[What is being asked]:
Each line of the listing that contains the word "lamp" is to be copied.

[Data shown]:

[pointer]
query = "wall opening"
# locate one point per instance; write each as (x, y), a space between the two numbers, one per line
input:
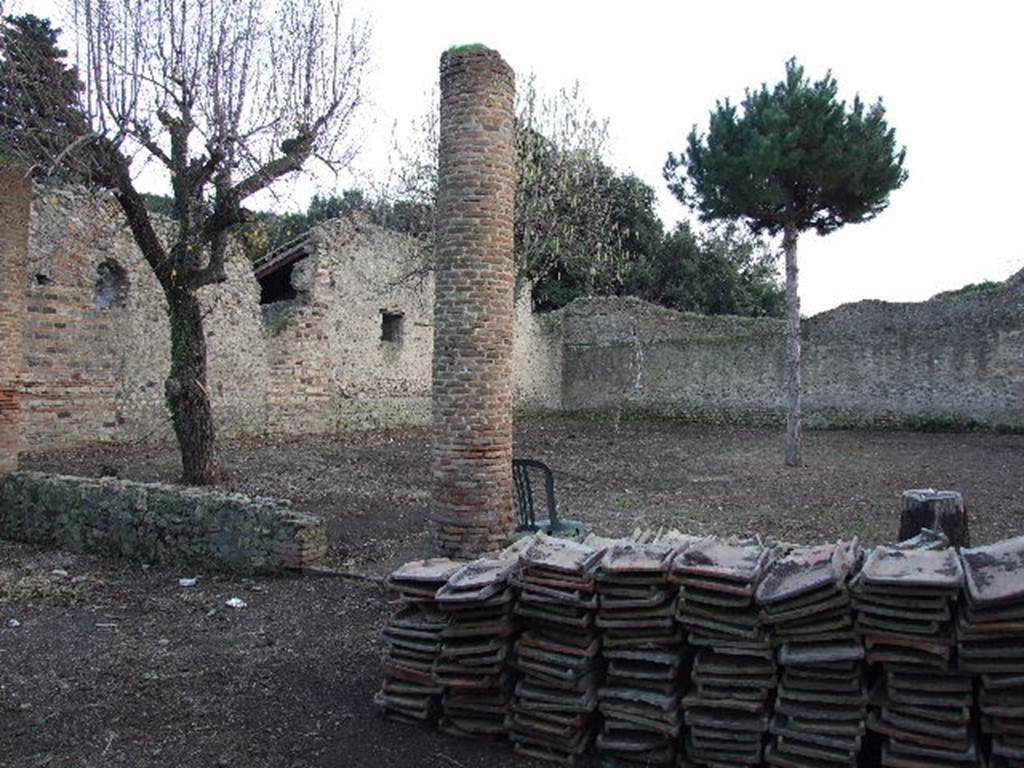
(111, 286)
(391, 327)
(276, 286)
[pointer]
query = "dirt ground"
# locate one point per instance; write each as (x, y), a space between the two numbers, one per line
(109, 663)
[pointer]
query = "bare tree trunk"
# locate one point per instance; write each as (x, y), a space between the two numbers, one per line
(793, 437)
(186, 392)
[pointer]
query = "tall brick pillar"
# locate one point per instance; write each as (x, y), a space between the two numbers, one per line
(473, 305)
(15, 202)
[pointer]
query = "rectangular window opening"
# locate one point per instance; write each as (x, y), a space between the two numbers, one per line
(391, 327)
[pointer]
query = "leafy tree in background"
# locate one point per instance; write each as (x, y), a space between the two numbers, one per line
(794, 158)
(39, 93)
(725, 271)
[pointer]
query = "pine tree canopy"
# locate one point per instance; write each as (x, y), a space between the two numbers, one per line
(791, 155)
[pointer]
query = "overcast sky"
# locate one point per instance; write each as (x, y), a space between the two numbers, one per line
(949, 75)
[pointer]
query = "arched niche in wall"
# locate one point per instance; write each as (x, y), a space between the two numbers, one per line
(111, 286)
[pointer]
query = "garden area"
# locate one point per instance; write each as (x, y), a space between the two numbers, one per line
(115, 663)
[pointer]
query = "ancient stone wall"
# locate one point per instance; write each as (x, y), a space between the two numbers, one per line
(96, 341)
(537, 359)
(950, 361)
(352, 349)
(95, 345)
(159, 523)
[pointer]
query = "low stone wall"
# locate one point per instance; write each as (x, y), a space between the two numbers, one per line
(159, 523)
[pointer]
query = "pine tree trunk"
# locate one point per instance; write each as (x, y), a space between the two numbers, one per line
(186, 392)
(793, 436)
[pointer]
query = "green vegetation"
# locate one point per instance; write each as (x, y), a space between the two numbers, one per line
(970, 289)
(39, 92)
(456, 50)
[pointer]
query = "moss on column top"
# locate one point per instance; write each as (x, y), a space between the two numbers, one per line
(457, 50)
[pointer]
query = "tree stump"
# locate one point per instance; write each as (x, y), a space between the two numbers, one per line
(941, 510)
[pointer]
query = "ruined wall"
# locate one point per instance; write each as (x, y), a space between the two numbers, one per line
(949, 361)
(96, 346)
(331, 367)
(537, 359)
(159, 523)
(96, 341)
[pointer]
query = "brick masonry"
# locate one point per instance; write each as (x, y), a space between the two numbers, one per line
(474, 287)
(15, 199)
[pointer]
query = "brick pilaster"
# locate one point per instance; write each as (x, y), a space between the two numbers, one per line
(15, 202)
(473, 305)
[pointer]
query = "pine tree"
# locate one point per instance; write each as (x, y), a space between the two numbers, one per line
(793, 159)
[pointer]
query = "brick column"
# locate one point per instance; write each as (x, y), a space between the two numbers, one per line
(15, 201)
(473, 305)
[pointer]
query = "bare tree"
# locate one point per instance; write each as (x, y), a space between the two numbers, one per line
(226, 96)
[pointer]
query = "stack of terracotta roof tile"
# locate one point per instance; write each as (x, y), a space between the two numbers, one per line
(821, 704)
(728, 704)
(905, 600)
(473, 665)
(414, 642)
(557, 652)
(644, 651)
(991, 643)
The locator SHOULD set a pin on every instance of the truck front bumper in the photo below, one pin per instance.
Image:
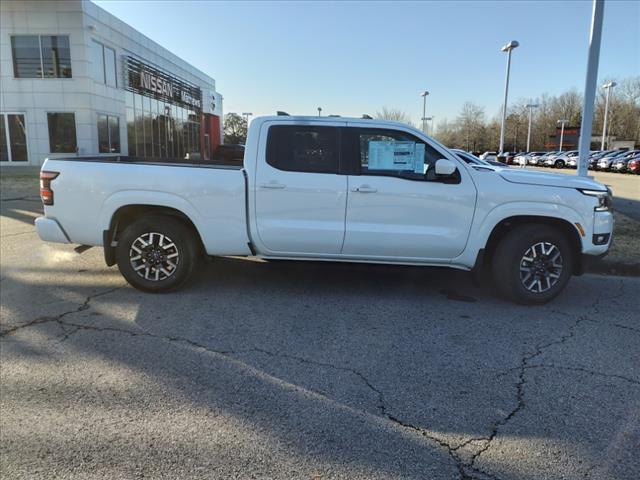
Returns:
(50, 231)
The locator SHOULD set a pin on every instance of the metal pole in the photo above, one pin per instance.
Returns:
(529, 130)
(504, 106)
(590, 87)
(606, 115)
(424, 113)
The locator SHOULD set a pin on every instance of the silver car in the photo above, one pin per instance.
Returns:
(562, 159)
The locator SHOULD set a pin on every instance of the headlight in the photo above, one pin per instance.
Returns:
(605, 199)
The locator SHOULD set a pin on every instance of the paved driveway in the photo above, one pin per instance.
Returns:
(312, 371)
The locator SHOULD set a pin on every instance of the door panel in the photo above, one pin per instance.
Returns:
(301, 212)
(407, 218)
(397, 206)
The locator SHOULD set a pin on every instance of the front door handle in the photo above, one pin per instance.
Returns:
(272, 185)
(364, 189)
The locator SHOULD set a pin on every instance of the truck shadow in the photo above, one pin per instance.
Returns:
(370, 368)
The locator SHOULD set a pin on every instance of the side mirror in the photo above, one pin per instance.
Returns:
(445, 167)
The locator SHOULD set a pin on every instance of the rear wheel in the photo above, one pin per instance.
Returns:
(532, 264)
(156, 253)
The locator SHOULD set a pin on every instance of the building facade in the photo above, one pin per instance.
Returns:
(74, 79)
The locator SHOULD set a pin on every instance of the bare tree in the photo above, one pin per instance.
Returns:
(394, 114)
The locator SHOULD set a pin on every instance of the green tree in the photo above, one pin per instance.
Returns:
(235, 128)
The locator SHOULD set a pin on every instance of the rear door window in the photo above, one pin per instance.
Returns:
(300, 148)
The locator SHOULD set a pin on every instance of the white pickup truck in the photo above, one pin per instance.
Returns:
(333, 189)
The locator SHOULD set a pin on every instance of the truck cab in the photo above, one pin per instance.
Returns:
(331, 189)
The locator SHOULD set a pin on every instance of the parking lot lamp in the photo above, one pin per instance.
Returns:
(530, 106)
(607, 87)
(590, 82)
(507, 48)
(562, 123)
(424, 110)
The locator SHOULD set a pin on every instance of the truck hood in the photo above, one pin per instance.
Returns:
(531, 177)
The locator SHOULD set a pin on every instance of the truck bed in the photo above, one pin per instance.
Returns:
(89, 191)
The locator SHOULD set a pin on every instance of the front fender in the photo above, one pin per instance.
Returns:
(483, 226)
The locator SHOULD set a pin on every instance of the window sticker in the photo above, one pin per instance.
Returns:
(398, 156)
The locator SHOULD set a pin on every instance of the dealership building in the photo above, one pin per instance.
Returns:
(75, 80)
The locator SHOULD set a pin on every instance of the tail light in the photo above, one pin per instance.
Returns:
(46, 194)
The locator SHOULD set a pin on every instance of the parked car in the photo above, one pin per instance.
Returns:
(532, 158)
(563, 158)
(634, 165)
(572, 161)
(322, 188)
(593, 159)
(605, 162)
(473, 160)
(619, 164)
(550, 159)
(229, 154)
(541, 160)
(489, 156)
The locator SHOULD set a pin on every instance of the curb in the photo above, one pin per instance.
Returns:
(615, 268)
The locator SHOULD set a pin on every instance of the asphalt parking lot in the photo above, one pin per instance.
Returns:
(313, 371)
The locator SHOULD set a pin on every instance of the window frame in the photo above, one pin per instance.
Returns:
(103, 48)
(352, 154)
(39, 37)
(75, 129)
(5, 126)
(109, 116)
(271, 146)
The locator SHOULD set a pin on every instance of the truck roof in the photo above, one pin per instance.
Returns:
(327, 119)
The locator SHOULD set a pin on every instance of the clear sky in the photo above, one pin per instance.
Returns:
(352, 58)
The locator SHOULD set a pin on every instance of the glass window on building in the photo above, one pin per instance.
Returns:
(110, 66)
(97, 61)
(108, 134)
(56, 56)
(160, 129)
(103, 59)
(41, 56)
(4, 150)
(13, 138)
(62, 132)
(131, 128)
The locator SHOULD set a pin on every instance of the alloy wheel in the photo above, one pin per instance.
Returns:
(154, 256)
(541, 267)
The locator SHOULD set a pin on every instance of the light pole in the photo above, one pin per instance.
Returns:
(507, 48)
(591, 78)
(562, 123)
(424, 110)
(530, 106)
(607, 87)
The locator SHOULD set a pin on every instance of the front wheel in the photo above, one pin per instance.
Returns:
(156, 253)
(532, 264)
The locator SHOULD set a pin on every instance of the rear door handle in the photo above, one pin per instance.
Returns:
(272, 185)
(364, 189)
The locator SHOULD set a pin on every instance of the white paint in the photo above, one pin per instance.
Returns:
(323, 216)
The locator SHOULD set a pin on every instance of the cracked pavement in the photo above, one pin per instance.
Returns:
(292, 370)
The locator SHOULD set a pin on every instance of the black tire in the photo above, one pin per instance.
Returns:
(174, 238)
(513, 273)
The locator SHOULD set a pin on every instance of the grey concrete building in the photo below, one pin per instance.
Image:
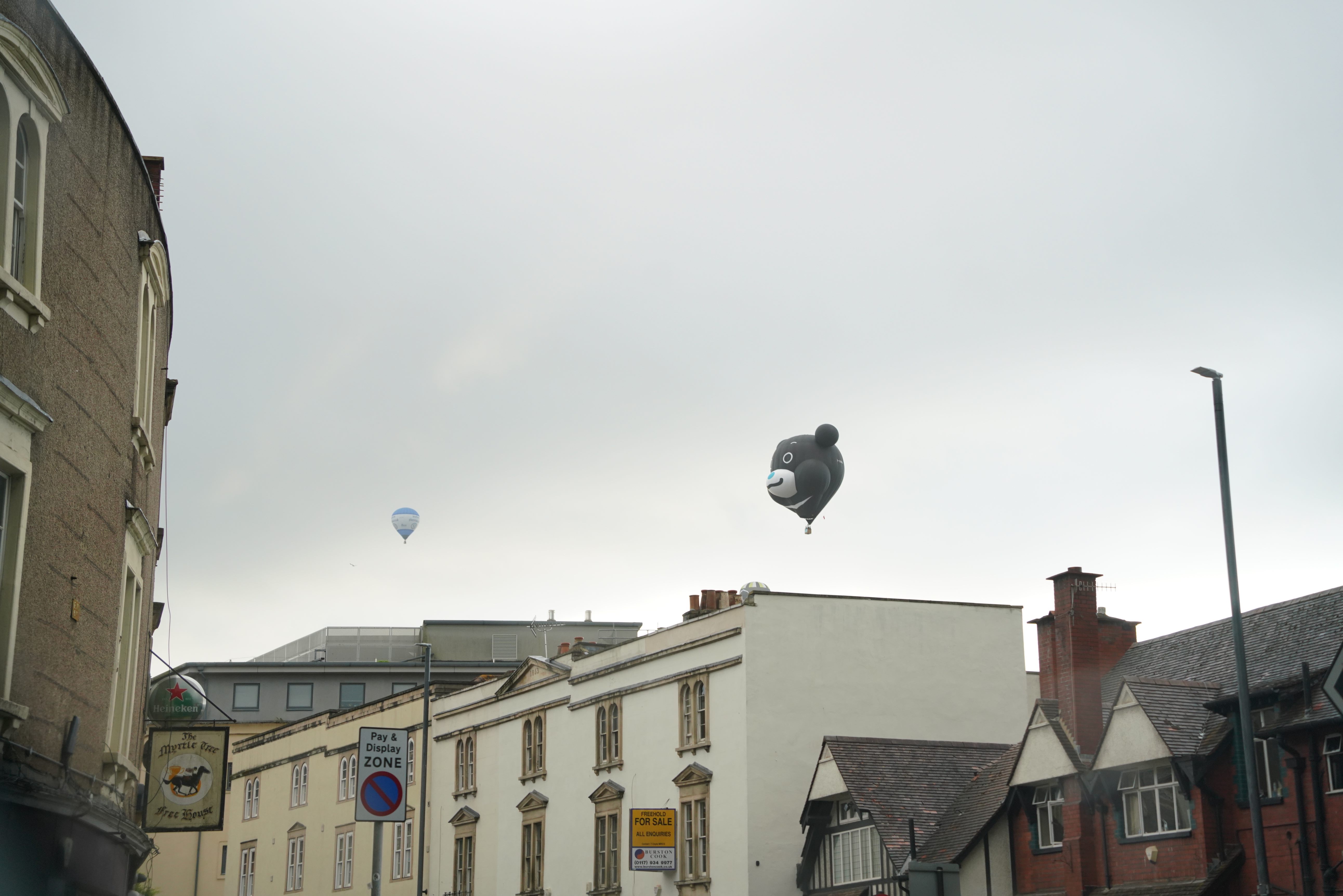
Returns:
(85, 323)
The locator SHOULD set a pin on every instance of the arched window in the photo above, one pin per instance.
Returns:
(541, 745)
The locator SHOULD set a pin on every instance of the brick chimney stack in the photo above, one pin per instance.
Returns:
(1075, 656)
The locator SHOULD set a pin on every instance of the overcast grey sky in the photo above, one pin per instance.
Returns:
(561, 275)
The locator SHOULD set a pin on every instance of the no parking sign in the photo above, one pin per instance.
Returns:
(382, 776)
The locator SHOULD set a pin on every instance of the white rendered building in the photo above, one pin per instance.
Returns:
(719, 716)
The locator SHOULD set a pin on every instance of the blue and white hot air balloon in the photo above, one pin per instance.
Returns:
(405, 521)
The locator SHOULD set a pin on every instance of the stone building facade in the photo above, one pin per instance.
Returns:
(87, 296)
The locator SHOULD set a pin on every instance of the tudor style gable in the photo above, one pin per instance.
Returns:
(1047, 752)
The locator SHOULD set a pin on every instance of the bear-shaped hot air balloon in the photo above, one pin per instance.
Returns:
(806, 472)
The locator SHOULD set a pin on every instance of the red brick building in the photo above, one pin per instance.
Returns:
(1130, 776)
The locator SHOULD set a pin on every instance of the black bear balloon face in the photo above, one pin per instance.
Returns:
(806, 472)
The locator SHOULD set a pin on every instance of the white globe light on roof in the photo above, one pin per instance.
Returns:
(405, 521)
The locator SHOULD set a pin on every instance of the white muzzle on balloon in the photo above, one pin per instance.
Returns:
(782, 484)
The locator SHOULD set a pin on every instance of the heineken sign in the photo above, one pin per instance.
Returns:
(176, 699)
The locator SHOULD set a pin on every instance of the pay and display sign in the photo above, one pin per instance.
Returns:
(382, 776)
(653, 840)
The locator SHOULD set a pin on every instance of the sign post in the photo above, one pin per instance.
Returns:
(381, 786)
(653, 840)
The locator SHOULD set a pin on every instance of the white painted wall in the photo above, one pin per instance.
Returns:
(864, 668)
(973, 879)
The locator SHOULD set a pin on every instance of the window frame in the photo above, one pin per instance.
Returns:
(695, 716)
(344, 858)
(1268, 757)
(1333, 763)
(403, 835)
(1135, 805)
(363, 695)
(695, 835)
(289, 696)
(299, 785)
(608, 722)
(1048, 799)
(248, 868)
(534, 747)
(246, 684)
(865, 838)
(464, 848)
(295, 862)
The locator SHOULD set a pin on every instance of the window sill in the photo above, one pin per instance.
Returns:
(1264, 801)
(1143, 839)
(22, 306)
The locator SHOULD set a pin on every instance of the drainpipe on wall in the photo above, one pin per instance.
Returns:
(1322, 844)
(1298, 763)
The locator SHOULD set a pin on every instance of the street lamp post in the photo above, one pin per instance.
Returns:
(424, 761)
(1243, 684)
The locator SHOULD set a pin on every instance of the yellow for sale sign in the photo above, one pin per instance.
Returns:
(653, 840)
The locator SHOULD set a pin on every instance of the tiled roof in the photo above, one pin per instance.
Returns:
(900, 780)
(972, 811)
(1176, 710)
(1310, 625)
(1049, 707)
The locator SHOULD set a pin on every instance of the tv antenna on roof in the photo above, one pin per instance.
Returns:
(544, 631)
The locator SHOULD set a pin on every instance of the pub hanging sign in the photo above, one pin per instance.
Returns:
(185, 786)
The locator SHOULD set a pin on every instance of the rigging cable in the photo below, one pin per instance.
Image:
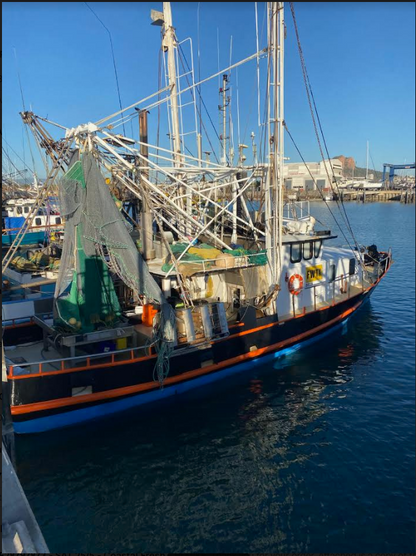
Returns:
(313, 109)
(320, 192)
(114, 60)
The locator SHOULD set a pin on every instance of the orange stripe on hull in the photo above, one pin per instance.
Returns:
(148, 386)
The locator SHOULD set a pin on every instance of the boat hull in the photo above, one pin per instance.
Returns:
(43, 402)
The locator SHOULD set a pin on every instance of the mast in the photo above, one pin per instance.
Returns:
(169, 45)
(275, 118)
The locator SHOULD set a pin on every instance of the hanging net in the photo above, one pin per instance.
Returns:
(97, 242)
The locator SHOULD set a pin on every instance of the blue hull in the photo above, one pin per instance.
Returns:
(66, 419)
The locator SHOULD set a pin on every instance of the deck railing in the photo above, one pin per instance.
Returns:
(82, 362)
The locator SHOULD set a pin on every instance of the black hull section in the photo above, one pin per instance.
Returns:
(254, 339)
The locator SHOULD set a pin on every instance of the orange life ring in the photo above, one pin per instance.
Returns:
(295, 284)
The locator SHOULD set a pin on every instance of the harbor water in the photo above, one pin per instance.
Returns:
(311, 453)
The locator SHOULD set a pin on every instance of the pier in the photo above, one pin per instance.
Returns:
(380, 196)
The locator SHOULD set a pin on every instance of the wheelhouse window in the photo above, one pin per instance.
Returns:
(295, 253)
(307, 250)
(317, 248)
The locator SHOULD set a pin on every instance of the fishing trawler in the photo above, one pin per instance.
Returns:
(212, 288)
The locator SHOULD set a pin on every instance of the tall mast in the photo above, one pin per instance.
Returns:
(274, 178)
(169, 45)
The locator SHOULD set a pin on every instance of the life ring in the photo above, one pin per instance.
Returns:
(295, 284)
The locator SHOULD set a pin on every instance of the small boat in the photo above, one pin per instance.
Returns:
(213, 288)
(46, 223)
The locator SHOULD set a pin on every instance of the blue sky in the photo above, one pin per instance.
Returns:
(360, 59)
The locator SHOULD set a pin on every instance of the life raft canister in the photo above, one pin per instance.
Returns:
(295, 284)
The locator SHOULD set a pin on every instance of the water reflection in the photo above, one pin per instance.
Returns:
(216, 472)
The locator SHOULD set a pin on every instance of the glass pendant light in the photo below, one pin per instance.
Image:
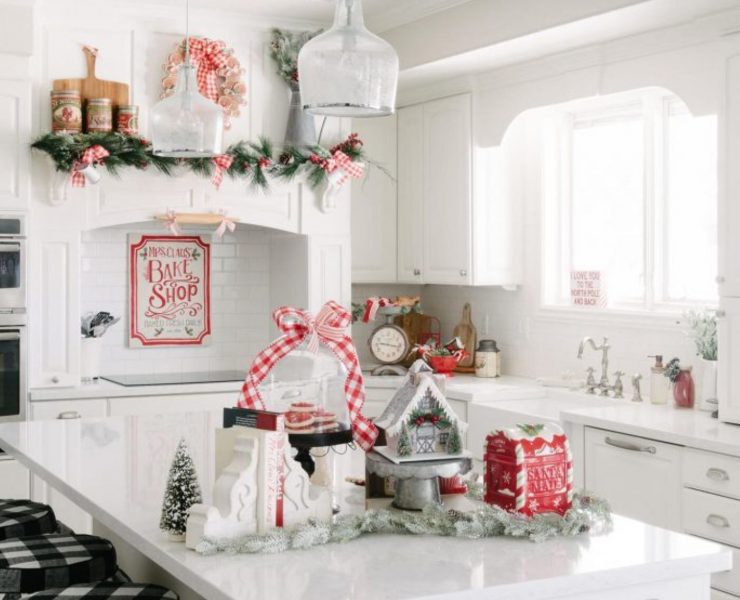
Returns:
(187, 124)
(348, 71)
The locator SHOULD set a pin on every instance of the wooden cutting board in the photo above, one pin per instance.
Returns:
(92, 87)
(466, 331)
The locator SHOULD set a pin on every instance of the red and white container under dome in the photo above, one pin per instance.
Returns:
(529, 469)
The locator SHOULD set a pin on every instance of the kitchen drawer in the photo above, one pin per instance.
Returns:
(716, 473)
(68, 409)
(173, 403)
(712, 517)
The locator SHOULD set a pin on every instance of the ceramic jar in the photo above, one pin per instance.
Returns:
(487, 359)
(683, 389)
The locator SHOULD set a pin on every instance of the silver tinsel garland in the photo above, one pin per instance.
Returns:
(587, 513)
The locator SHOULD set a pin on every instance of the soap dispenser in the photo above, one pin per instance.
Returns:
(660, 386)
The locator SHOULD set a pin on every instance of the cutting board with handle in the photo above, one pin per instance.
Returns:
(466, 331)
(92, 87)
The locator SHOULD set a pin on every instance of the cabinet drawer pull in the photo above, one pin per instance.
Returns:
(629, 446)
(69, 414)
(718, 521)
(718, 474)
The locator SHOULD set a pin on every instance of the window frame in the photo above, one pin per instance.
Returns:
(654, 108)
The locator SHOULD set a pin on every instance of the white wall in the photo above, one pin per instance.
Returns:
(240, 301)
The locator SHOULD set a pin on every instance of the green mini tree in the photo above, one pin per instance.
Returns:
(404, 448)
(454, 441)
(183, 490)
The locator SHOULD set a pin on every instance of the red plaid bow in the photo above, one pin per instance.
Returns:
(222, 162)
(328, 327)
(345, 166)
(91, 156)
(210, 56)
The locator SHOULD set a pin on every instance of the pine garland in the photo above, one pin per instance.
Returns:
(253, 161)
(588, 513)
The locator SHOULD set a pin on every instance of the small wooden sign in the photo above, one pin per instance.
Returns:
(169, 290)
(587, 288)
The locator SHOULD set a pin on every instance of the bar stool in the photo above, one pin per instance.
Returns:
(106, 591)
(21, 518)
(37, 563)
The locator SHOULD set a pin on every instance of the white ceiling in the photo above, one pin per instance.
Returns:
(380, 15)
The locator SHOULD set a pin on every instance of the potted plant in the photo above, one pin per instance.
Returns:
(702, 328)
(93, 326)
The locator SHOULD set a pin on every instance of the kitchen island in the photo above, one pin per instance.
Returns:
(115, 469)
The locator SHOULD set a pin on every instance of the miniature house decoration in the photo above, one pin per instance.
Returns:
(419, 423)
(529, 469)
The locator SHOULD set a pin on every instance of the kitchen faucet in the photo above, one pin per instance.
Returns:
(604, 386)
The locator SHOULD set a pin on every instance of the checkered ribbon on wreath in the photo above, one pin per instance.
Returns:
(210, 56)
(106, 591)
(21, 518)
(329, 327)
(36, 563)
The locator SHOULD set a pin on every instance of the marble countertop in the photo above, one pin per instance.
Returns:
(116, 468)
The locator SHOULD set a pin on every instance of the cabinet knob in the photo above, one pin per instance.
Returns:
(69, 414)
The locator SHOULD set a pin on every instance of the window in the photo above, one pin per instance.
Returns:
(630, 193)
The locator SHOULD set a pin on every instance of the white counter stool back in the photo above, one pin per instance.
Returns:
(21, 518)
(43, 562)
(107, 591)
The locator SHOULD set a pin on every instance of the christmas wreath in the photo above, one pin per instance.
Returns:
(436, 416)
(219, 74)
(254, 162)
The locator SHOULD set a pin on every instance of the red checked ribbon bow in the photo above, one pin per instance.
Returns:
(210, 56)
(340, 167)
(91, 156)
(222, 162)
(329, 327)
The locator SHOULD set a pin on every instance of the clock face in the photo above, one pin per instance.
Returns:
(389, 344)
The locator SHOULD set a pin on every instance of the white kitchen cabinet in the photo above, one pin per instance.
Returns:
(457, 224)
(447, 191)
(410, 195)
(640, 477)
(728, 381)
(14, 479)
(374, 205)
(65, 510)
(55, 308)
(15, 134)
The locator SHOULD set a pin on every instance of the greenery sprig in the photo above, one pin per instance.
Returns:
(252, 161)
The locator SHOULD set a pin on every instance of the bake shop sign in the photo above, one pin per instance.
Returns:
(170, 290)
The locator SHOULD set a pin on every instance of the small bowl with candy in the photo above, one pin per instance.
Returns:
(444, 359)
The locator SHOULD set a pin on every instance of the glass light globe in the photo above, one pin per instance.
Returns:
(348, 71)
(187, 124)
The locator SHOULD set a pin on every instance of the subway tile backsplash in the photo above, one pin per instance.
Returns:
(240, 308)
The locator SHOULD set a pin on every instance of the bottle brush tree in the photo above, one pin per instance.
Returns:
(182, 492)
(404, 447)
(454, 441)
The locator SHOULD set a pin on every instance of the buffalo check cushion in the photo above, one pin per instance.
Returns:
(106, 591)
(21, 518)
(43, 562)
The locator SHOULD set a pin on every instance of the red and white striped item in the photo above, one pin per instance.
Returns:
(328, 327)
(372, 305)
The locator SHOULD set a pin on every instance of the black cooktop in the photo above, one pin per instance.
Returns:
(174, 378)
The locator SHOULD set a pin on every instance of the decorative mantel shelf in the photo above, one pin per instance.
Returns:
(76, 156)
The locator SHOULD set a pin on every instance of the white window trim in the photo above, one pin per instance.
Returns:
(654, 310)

[Finished task]:
The locator SHOULD set a pin on every instance of the parking lot lamp in the photo above, one pin per instance.
The locator SHOULD set a pin on every instance of the street lamp post in the photo above, one pin per instance.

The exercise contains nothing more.